■ WHAT IS REQUIRED ■
Continue the essay on horror movies and how they treat bodies and otherness, starting after its last sentence.

■ TEXT SEGMENT ■
****************
It’s a perennial problem both within and beyond the genre, perhaps rendered all the more potent within on account of the genre’s very framework. Horror needs monsters, and what easier way to design a monster than to make them ugly. The purpose here, though, is not to relitigate horror’s checkered history with otherness and monsters. Physicality, race, gender, and sexuality, particularly in the early years, were easy graven images for the brutes and bogeyman terrorizing on screen. That much is a given, a commonality that once existed, no different than the innate misogyny present in some early “women in peril” flicks. In the years since, however, the genre has morphed and evolved, and for every monstrous incarnation urging you to hate your own body and the way you look, there’s a story or creature that defies the odds.

In Guillermo Del Toro’s The Shape of Water, Sally Hawkins’ Elisa develops a relationship with Doug Jones’s “Amphibian Man.” A Golden Age mosaic of love and loss, the body of Elisa and the “Amphibian Man” become one, a vessel of transcendent connection with another living creature, otherness be damned. Little Monsters, too, embraces the thesis of star Lupita Nyong’o’s own children’s book “Sulwe” where a dark-skinned girl learns to love the way she looks. In Little Monsters, Nyong’o is serenaded with Neil Diamond songs and deftly avoids the living dead, all the while shielding her young charges from harm. It is a welcome change from the “medicine man” or “mythical negro” tropes whereby the ostensible otherness of one’s skin was augmented and perverted to frighten white audiences.

Contemporary movies aren’t entirely immune to the stereotypes of the past, however. The First Purge’s central antagonist Skeletor (Rotimi Paul) is a deranged drug addict with Freddy Kruger-esque syringe claws, the first of the Staten Island residents to purge. His spotlight scene is a graphic massacre where he cuts down partygoers at a block party with a knife. With an exaggerated, almost minstrel look, Skeletor is coded as scary because of how he looks. These ideals are so deeply entrenched, it’ll likely be some time before they disappear completely, and perhaps more than anything, the structural shift in the horror landscape has been profound enough to make these depictions all the more conspicuous. Body-positive horror films like Raw and Teeth are indie juggernauts that remain disturbingly erotic yet primally rich. Otherness may still be a monster, but from the right perspective– the perspective of the other and the marginalized– it is abounding with subtext, an urgent scream to accept bodies no matter how they look.
****************
■ DATA EXCERPTS ■
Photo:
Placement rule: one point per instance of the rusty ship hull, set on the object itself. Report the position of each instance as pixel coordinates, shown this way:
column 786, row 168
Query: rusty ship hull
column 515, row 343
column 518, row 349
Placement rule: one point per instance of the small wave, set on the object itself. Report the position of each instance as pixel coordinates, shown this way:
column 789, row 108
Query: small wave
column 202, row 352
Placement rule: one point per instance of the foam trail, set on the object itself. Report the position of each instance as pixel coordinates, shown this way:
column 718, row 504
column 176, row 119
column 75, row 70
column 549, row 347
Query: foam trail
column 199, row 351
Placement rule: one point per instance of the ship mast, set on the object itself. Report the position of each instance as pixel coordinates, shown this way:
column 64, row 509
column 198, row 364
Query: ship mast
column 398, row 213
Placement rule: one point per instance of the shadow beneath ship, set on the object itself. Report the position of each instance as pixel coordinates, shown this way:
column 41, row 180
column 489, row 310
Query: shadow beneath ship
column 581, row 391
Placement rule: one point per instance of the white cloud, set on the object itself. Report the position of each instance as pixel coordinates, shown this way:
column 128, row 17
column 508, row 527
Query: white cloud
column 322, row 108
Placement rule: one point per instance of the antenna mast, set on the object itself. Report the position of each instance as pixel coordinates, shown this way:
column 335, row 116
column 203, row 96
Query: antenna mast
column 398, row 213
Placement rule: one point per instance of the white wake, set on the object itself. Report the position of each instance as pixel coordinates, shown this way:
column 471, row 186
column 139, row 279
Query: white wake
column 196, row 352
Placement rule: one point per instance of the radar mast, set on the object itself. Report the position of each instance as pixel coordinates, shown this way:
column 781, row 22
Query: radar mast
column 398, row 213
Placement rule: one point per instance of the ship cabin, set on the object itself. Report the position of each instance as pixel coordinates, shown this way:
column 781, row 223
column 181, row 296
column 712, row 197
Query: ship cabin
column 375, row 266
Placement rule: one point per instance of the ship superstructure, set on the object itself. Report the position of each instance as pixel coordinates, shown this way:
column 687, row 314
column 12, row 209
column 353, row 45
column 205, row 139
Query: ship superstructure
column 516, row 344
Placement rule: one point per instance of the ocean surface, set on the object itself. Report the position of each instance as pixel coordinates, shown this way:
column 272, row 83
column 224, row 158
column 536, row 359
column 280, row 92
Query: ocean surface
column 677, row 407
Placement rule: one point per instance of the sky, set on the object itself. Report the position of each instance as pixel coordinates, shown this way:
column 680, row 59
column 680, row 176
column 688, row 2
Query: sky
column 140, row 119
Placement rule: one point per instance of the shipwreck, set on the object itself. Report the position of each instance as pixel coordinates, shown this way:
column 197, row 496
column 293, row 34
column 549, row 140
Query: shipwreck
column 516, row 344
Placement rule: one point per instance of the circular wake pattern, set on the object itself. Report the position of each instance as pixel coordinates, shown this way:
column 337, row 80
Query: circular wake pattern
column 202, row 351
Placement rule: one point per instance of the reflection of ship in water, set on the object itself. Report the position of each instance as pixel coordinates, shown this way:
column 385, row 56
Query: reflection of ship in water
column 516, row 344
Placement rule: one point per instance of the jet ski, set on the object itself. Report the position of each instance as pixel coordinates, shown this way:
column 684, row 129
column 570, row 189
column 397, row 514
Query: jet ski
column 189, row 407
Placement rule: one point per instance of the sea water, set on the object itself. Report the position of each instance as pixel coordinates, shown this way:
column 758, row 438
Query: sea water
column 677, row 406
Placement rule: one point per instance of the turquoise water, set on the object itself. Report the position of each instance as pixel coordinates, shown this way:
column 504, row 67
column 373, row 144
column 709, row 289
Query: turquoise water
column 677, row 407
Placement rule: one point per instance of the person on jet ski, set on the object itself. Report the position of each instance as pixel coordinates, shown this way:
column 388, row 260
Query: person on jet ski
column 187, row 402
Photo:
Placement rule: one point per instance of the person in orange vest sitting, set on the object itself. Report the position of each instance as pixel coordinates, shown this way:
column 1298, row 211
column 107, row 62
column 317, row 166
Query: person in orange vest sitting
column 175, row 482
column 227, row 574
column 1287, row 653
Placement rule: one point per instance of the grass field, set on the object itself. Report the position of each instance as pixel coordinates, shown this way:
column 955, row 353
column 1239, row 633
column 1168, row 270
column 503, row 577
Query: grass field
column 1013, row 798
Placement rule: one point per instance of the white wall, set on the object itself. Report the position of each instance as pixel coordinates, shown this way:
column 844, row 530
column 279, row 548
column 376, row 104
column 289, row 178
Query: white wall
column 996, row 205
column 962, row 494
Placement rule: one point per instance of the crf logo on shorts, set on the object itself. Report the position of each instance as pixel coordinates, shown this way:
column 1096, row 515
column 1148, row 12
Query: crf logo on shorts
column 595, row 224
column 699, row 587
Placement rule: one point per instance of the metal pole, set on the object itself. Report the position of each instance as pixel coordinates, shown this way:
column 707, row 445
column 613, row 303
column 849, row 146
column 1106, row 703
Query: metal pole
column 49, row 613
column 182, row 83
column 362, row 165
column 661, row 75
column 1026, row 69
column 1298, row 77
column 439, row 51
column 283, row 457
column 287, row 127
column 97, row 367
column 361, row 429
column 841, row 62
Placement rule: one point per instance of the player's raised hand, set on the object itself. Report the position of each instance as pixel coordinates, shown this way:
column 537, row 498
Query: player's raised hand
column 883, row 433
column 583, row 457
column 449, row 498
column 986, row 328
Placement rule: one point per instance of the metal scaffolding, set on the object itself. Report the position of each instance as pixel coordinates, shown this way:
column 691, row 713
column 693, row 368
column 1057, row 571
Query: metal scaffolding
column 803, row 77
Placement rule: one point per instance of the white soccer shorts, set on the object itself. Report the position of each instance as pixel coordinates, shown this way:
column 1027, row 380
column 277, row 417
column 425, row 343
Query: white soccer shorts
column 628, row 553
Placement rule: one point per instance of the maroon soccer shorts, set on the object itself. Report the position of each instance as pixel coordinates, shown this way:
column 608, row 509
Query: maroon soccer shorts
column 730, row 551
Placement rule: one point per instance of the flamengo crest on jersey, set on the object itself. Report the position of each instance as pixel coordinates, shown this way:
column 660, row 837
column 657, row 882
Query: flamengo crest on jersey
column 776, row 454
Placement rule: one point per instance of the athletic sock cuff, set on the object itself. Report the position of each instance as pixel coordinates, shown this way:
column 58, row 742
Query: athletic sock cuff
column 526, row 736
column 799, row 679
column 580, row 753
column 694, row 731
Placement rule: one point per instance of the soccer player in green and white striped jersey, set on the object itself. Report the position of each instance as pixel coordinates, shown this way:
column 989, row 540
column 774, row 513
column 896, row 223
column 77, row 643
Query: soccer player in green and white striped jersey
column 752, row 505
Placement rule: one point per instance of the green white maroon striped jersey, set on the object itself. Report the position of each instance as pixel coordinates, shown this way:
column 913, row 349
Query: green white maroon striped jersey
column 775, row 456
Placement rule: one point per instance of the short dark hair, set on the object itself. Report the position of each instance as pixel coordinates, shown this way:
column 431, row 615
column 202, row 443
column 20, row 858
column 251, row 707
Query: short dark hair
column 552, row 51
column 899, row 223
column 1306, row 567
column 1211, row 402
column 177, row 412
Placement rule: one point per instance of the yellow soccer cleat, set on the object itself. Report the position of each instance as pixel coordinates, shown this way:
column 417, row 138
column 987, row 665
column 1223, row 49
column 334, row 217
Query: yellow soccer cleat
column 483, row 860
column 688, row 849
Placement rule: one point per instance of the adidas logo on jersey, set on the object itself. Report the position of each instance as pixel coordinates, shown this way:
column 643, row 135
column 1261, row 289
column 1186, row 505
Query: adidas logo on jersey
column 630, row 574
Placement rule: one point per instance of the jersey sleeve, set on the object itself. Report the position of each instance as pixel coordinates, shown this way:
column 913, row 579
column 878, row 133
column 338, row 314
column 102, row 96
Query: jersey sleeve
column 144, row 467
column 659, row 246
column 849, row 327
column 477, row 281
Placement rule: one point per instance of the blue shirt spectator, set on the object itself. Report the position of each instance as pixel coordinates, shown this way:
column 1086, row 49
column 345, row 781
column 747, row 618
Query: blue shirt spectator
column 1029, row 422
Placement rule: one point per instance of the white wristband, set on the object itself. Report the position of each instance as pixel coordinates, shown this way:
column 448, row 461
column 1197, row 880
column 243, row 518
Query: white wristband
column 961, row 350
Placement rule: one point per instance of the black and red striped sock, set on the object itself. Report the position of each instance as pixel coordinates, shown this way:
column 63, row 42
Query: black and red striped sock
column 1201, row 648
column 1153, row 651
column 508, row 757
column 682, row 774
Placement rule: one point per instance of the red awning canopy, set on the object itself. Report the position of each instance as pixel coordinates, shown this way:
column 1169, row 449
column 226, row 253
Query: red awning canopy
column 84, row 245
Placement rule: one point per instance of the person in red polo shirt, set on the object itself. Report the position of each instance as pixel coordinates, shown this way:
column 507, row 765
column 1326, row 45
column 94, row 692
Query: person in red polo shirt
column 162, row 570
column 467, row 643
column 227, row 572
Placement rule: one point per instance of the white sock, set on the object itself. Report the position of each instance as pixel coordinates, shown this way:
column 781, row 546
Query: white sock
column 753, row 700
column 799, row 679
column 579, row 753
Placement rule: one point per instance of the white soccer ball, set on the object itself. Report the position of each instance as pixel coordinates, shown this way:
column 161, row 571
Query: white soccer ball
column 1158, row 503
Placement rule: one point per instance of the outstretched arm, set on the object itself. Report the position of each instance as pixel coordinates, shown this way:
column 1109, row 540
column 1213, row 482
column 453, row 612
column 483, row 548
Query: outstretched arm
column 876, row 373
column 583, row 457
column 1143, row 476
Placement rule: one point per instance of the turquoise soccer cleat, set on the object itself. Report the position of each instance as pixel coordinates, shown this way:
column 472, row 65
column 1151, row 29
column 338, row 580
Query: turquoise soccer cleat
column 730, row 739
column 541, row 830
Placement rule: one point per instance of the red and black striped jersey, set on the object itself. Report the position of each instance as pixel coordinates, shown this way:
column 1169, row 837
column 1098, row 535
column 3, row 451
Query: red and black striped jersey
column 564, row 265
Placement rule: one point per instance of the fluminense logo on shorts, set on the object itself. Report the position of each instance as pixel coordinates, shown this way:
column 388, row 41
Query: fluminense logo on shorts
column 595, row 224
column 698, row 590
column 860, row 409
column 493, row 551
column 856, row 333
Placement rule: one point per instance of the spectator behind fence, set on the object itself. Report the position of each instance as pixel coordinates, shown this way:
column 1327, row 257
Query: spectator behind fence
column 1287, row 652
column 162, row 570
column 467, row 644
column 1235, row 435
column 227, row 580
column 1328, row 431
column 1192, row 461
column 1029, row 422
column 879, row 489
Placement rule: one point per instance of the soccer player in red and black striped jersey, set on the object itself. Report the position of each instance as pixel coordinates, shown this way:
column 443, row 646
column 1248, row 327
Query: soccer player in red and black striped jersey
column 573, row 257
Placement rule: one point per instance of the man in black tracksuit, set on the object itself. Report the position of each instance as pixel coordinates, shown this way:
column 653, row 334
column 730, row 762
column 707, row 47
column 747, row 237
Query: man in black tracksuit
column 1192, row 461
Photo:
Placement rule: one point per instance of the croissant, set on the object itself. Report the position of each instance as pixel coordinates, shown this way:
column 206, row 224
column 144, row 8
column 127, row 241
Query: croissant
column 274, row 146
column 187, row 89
****************
■ WRITTEN RESPONSE ■
Most famous of all is perhaps David Cronenberg’s The Fly, a meditative yet nonetheless terrifying examination of one man’s transformation into a giant, oozing, Brobdingnagian fly. Jeff Goldblum and Geena Davis imbue their characters with such empathy and ceaseless humanity, Goldblum’s scientist Seth is never rendered monstrous for his looks, but rather for his actions.

He is a monster of hubris and avarice, not form. And through it all, Cronenberg never loses sight of the humanity. Even in the final moments, Davis’s Ronnie still loves him. She loves him now and could still love him. Body horror eccentricities empower the audience and challenge the societal constraints on what makes a body worthy of acceptance; all bodies are.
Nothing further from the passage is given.